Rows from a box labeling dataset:
(begin)

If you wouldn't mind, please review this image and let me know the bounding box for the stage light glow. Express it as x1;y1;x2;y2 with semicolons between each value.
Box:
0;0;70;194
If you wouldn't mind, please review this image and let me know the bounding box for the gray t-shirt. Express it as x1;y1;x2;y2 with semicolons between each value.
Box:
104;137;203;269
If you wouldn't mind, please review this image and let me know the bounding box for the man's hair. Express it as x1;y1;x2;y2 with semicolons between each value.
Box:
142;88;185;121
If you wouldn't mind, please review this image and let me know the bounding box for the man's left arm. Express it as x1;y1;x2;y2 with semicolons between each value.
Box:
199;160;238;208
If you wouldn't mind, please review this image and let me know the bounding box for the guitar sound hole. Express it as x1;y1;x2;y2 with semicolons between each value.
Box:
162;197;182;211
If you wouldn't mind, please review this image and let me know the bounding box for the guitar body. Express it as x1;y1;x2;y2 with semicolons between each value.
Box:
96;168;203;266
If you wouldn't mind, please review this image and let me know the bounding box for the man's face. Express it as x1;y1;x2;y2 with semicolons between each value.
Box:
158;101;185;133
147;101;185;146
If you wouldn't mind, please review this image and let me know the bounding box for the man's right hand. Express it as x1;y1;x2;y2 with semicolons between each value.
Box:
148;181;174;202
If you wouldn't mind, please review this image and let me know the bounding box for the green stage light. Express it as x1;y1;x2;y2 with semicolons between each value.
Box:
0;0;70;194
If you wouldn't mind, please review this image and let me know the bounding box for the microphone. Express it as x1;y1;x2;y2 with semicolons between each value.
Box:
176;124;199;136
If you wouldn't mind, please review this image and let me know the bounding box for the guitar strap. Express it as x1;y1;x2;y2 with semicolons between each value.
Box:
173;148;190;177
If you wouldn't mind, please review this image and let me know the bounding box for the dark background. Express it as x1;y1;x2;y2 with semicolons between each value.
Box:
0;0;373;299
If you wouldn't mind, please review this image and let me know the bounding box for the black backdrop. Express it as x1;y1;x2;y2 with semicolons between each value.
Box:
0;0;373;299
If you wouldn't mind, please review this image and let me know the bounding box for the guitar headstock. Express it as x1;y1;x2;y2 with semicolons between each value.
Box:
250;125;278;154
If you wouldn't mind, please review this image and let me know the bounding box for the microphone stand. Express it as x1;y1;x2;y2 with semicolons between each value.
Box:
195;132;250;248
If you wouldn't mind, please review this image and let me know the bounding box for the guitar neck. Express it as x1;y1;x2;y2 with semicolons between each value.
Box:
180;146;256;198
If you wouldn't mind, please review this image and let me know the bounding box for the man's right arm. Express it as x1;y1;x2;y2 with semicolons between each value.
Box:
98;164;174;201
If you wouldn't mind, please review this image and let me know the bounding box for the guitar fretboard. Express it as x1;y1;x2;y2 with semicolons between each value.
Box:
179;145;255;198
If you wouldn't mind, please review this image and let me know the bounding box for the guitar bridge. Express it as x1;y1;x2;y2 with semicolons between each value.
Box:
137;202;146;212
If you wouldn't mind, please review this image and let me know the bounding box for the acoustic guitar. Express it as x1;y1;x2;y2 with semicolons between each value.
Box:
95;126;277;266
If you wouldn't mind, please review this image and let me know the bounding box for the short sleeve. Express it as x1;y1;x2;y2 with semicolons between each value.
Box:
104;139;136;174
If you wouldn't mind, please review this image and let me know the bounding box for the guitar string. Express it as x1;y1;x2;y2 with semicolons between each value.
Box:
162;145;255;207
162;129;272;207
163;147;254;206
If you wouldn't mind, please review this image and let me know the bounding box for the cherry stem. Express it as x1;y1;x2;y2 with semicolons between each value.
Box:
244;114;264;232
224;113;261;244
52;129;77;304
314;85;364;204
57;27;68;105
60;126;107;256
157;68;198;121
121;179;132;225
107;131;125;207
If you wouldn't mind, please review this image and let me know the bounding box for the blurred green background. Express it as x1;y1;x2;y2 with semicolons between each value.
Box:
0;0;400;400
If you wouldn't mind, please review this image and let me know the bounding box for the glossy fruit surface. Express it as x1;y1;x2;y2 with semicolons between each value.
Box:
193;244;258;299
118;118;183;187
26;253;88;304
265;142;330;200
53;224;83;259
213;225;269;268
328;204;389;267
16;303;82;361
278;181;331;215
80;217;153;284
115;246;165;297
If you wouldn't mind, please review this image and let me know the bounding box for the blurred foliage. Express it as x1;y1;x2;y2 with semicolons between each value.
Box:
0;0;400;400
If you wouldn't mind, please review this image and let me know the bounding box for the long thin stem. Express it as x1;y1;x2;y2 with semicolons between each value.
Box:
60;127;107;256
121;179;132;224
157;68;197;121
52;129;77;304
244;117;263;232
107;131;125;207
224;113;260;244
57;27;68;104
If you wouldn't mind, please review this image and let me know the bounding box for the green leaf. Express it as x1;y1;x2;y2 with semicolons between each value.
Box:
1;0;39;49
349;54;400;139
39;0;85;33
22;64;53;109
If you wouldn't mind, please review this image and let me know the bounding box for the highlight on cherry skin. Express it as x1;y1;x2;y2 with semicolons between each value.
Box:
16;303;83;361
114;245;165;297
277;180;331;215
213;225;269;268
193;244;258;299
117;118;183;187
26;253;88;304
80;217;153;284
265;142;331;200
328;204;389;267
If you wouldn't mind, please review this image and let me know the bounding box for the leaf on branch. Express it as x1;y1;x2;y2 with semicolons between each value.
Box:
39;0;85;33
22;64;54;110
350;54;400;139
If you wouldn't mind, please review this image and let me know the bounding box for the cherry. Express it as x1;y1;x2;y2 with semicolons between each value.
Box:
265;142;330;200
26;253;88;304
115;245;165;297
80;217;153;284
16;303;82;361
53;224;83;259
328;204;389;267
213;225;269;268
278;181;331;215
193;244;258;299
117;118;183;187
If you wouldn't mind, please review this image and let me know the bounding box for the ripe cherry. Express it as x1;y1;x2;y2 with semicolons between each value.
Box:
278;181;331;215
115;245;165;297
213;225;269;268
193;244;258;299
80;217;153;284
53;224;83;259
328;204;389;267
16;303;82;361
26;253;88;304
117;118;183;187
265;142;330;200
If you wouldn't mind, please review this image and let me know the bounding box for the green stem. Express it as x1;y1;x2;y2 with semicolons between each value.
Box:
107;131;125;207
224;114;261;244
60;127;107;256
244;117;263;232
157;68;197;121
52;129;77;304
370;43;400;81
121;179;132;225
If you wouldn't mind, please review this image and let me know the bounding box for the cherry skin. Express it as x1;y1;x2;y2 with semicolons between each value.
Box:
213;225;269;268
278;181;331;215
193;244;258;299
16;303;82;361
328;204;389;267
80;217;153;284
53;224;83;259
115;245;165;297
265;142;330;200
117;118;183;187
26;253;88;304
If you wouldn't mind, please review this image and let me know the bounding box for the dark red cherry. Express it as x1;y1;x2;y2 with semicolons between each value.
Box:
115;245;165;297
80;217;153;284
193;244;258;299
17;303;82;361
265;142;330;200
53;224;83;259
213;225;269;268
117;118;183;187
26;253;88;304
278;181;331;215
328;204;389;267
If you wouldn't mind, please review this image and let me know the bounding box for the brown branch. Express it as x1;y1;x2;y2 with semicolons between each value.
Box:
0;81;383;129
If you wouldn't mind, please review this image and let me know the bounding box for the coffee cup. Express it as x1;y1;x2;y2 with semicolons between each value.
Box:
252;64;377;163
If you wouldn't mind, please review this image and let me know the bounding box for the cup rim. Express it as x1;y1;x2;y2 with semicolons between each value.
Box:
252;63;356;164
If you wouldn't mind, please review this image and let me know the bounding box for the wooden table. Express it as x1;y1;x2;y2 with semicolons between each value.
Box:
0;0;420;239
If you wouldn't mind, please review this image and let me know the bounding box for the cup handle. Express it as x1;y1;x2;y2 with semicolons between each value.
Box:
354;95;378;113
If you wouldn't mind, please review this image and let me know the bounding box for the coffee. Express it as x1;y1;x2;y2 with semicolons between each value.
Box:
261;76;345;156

(end)

- [WORK TO BE COMPLETED] Rewrite everything from the line containing "the man's face." down to the line containing "176;124;199;136", substituting "enclosing rectangle" for each "bounding box" and leaving the rest as it is.

- [RESPONSE TO THIS EXERCISE]
If you wouldn't mind, please review this image and let me know the enclosing rectangle for the man's face. Express it as x1;y1;x2;y2 with semicolons between each value.
Box:
158;101;185;133
147;101;185;146
If you wouldn't mind, please review this image and let me know the enclosing rectangle for the man's right hand. Express it as x1;y1;x2;y2 with semicolons between each value.
Box:
148;181;174;202
If you wouldn't mind, please review this image and let me know the enclosing rectangle for the green stage light. Express it as x1;y1;x2;y2 with semicolons between each value.
Box:
0;0;70;194
If you wouldn't mind, please review this image and let me know the enclosing rectangle for the microphone. Express it as x1;y1;x2;y2 with semicolons between each value.
Box:
176;124;199;136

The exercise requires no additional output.